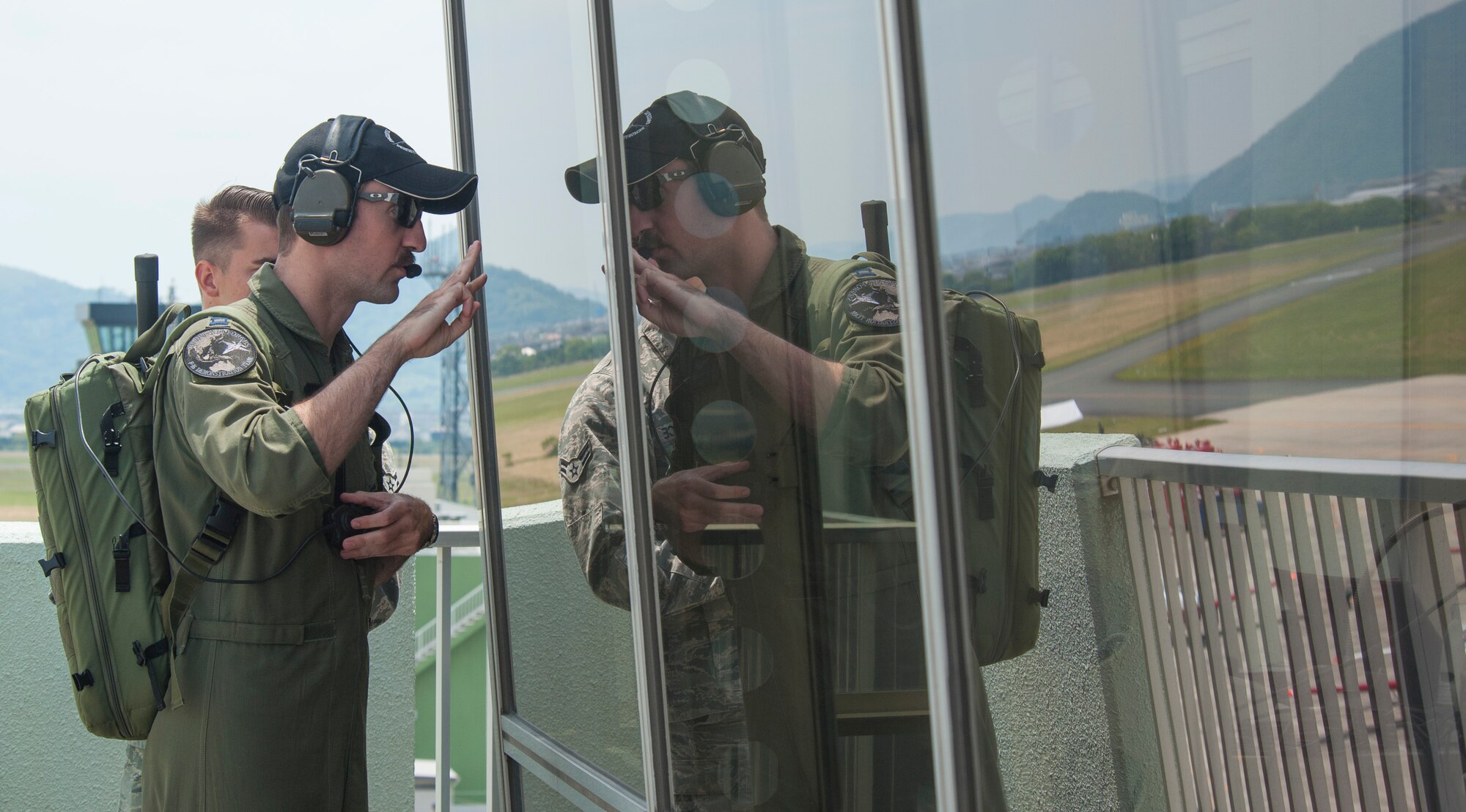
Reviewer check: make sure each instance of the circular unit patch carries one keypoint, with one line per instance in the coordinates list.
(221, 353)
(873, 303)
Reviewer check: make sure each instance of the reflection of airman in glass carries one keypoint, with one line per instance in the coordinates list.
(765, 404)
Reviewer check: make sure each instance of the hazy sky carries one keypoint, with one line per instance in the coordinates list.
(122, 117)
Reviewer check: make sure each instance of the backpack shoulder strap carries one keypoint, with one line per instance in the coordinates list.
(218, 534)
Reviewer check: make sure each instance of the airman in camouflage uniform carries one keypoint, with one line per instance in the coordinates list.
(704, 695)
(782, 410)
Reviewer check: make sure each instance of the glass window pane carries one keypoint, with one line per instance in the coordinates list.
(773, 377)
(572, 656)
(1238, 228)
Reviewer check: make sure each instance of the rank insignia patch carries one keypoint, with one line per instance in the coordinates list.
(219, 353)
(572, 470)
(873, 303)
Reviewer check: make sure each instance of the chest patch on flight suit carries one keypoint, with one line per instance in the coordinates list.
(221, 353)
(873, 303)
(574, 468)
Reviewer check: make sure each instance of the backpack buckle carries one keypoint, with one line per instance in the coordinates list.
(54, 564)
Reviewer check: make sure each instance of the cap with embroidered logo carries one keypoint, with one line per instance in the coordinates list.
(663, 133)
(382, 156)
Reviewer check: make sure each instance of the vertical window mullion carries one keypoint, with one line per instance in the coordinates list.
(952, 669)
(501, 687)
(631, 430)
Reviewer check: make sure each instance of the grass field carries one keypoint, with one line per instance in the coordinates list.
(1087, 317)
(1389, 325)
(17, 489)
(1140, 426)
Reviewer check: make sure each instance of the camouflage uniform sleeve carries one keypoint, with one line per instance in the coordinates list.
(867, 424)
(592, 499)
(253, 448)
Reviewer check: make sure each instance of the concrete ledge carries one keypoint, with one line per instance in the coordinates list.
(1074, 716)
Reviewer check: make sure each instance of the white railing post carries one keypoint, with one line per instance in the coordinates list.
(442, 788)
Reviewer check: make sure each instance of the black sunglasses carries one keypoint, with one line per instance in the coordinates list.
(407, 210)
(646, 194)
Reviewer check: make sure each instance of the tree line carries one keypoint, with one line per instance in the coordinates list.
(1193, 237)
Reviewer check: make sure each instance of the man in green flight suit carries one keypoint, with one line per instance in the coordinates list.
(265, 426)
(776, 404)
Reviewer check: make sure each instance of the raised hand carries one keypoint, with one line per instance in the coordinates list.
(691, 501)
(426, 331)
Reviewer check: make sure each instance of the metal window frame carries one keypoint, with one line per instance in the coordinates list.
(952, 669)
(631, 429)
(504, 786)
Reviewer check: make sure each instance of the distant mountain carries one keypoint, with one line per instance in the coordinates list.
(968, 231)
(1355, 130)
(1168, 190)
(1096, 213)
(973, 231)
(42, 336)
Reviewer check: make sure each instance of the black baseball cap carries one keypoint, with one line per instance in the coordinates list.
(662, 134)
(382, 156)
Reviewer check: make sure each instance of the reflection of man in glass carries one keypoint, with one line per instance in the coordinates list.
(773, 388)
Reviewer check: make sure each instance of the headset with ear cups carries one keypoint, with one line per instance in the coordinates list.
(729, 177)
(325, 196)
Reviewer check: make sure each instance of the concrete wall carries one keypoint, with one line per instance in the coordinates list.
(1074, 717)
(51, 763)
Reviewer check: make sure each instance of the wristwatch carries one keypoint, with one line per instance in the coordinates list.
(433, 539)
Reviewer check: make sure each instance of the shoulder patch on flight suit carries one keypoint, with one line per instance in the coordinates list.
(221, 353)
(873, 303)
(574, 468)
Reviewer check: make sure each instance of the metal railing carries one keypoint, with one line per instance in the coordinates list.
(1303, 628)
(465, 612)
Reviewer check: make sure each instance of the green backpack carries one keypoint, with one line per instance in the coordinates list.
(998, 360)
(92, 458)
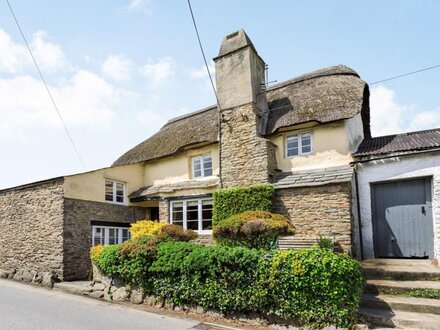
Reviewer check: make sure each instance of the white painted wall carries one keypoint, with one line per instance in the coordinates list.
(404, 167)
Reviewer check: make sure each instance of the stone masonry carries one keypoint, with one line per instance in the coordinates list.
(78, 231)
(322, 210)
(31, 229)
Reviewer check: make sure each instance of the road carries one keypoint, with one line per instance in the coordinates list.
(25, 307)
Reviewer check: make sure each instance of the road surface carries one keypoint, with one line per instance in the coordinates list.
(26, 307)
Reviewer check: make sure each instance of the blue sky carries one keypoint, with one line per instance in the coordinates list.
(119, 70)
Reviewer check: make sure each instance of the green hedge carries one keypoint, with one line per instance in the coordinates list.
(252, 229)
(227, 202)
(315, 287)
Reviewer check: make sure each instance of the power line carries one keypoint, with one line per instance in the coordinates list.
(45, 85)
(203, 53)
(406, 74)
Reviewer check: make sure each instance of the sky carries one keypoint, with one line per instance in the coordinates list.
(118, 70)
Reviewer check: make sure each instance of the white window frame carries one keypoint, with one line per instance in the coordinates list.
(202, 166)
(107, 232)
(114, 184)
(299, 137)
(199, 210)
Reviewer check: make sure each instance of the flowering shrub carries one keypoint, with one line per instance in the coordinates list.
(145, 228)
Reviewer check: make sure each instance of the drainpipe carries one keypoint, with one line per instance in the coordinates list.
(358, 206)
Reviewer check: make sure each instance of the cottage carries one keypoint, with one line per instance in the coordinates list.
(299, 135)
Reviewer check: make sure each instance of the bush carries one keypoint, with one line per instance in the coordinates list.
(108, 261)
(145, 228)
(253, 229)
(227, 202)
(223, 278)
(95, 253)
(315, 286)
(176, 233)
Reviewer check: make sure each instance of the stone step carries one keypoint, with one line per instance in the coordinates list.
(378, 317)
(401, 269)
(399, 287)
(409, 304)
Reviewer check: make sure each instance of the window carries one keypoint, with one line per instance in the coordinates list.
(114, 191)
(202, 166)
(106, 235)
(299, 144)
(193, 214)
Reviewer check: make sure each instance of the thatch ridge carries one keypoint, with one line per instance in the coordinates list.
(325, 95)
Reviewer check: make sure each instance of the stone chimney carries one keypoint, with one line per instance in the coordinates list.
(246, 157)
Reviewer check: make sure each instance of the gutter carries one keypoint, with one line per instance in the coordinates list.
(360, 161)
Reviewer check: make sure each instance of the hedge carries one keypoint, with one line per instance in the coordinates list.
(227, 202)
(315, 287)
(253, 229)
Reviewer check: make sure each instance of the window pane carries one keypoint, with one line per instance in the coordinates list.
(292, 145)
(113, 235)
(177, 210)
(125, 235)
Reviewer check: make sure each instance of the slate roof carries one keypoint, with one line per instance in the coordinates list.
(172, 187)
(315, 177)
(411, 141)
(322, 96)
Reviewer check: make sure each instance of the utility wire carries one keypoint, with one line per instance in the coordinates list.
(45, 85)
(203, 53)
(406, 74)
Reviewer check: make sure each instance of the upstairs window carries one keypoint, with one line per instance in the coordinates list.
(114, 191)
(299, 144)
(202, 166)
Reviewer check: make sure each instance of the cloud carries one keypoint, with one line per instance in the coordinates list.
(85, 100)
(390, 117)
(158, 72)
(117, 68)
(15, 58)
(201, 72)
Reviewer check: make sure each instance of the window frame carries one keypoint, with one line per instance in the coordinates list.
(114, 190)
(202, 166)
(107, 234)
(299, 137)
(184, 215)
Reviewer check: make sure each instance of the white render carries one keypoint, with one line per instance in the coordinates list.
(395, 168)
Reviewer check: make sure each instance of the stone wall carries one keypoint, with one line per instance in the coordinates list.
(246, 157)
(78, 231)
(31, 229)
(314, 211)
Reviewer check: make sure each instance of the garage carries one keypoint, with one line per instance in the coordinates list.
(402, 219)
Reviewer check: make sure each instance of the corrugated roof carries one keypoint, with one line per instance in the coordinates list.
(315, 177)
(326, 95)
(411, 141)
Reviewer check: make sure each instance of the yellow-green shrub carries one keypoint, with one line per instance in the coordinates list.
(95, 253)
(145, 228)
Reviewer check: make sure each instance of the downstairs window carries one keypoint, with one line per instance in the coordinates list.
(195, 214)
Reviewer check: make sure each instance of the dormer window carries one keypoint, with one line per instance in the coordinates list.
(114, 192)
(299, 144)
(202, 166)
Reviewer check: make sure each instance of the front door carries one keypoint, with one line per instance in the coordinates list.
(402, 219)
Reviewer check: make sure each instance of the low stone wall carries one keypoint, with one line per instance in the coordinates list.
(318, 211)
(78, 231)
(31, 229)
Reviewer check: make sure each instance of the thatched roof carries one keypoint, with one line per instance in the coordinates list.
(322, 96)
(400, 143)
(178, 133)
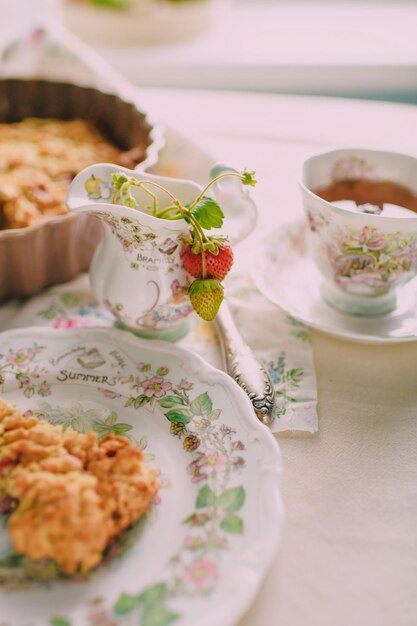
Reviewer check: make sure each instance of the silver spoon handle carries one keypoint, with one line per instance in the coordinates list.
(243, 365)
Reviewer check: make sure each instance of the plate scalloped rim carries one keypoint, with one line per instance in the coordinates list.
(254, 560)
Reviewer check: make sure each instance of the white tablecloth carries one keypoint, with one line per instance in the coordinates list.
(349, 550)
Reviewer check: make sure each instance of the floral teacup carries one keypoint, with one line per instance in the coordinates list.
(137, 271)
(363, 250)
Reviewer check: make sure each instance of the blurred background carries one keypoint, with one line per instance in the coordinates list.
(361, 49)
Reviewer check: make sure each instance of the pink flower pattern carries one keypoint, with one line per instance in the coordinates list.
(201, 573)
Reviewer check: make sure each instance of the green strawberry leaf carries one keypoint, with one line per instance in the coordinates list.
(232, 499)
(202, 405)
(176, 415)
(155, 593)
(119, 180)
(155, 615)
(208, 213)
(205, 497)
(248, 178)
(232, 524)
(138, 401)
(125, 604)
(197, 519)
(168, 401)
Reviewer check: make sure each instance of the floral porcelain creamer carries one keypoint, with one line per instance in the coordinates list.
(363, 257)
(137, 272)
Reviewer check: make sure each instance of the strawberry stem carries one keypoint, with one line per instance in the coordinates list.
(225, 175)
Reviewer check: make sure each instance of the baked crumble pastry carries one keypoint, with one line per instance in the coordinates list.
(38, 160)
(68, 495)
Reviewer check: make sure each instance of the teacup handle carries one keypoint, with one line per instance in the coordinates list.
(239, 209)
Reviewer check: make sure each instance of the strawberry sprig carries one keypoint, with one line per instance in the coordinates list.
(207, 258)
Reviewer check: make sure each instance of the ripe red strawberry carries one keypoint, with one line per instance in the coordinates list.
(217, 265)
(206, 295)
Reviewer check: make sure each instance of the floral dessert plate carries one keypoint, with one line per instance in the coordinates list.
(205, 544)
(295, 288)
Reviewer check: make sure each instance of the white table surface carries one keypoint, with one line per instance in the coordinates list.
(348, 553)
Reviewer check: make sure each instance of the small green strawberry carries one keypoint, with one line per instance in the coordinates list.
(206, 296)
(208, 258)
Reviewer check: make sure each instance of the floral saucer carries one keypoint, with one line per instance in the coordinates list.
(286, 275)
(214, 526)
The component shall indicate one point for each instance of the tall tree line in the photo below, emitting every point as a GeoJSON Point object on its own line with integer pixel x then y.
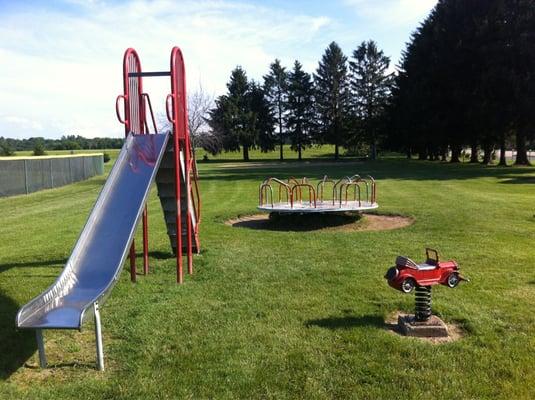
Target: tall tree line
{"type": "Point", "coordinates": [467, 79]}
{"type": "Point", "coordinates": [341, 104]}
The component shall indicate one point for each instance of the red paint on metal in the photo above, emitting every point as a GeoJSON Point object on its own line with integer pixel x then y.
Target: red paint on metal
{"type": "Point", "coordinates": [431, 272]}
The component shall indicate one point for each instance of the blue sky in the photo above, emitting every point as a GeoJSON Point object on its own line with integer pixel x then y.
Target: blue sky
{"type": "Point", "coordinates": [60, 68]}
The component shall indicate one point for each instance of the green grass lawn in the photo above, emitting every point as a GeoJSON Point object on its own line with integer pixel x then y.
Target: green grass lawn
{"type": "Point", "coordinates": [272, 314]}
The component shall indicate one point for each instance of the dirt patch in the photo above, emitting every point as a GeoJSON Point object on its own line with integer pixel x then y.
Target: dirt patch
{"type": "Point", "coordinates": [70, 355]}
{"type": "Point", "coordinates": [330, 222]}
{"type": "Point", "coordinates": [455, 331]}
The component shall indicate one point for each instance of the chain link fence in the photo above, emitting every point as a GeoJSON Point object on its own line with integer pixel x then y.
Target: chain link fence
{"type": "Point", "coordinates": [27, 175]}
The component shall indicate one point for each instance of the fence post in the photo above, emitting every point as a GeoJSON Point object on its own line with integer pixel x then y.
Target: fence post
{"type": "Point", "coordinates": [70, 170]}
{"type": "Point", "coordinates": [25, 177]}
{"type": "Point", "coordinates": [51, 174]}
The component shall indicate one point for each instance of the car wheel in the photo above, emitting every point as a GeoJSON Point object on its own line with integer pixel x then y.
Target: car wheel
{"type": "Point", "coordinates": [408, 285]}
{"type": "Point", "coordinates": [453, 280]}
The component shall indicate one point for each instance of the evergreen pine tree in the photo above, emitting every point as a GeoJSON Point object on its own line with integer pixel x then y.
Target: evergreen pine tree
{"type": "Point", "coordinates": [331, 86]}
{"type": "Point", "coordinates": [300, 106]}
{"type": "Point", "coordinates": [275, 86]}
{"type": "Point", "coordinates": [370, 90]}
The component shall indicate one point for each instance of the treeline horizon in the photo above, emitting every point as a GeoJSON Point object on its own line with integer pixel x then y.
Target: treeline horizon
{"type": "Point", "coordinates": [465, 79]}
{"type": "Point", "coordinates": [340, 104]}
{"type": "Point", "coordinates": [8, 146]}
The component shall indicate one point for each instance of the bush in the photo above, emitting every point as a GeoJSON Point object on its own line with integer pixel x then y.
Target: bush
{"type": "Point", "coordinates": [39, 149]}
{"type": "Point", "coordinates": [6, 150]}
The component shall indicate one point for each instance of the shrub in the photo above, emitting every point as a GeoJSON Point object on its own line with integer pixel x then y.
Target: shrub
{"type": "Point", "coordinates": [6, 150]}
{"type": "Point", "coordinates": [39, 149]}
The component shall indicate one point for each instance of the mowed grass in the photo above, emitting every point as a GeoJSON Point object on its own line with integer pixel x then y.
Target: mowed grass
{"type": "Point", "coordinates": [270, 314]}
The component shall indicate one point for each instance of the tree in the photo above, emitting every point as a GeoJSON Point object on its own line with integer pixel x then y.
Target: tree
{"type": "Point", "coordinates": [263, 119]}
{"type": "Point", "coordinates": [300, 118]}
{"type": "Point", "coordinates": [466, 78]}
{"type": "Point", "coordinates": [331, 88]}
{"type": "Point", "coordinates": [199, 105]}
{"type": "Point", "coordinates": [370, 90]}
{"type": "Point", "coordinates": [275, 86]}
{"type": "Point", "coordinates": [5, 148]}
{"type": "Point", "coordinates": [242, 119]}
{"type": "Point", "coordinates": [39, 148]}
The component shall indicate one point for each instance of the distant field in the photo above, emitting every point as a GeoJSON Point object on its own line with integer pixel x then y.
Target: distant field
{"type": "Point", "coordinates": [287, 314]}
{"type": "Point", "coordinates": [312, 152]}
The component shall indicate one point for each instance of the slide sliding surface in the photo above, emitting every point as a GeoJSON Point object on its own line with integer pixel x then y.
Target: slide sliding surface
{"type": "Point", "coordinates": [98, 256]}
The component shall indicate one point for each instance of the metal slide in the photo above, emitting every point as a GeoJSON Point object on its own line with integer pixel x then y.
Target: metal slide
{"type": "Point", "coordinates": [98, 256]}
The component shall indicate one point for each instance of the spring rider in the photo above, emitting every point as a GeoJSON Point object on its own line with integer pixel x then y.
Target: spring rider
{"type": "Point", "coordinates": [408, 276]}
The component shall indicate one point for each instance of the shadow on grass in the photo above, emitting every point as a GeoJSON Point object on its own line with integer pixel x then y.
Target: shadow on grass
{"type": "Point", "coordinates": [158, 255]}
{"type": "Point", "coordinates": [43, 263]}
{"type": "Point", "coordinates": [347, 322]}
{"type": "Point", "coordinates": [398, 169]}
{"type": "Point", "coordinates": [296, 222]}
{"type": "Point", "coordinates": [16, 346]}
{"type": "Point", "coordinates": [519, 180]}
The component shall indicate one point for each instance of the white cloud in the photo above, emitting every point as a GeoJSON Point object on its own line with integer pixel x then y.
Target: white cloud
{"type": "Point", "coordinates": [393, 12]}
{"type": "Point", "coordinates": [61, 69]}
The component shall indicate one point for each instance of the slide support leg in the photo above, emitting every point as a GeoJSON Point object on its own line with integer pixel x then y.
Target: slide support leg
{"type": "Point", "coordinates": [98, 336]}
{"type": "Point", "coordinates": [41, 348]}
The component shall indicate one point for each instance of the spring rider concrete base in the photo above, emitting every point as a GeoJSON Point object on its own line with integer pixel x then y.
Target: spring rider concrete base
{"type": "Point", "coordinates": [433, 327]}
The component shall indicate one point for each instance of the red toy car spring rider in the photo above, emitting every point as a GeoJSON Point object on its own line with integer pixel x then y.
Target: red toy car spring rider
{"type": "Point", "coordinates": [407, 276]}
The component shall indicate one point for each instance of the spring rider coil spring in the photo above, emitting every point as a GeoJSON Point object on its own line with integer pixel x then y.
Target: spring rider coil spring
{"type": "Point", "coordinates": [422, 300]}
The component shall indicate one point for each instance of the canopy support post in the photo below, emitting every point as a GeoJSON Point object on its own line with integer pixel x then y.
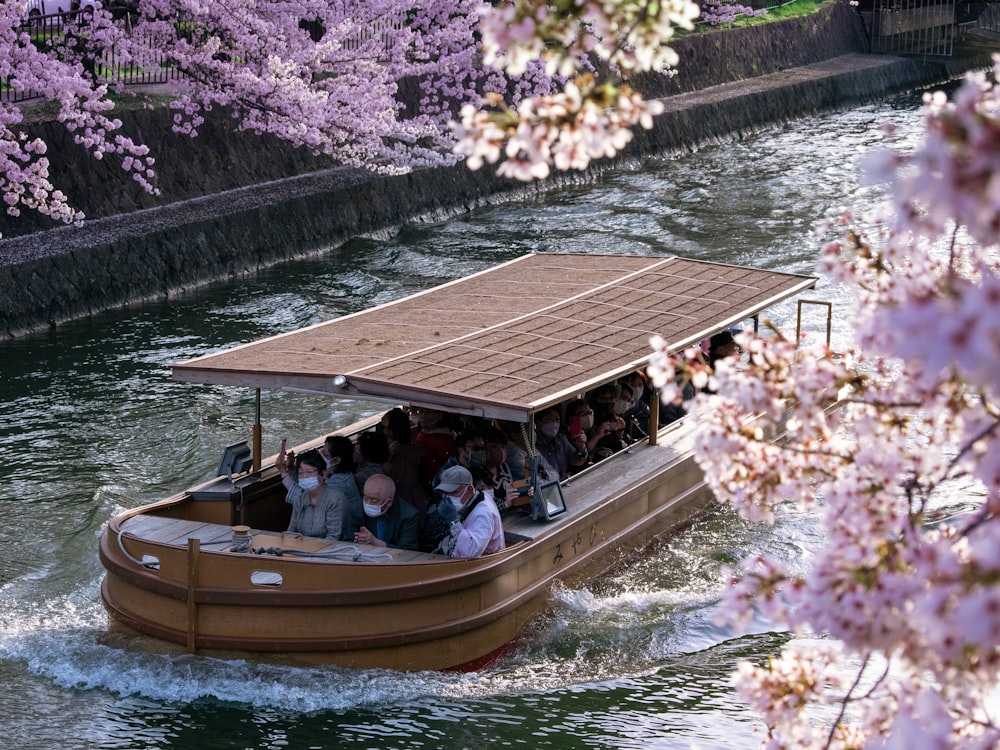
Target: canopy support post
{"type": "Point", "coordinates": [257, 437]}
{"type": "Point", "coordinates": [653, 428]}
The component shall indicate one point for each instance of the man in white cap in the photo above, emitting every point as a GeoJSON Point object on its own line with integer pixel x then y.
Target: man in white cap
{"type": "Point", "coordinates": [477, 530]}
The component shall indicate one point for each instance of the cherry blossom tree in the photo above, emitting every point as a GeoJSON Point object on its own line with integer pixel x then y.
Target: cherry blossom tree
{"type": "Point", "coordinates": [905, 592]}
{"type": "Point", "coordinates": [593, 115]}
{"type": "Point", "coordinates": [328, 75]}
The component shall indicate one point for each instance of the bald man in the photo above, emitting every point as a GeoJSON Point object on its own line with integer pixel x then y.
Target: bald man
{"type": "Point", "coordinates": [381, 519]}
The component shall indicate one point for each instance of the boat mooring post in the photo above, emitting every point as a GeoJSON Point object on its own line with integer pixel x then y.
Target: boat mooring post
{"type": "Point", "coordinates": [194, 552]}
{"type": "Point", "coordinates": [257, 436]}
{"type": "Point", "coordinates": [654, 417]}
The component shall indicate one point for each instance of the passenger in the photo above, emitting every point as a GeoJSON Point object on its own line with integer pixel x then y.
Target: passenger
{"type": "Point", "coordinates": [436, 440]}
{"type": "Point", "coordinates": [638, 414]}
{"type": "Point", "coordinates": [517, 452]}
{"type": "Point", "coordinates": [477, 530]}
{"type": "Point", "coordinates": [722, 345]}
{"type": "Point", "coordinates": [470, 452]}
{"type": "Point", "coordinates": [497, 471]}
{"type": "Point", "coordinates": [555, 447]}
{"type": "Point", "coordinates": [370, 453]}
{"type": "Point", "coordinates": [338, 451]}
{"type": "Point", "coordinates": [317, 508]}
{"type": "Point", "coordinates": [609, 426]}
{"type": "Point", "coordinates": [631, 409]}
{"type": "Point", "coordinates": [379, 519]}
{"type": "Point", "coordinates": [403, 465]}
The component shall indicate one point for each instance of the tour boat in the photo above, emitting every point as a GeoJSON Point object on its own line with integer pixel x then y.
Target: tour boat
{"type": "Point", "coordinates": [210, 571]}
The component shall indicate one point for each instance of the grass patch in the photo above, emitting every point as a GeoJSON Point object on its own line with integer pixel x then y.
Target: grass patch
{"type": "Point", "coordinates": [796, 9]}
-----
The problem
What do the lines above say from the one containing "of the shrub" down to the one containing "the tree in"? Return them exactly, both end lines included, and only them.

Your solution
The component shall indicate one point for each instance of the shrub in the photo above, emitting every point as a GeoJSON Point object on its own line with integer pixel x then y.
Target: shrub
{"type": "Point", "coordinates": [6, 150]}
{"type": "Point", "coordinates": [39, 149]}
The component shall indicate one point for each instance of the mowed grass in the photo above, emitting every point as a GeoJSON Point object on its own line with integer pixel x then y.
Target: mowed grass
{"type": "Point", "coordinates": [270, 314]}
The component shall indicate one point for each instance of the tree in the photo above, emitting every point as a GeoJSON Point object on its own line with integer pixel x then y.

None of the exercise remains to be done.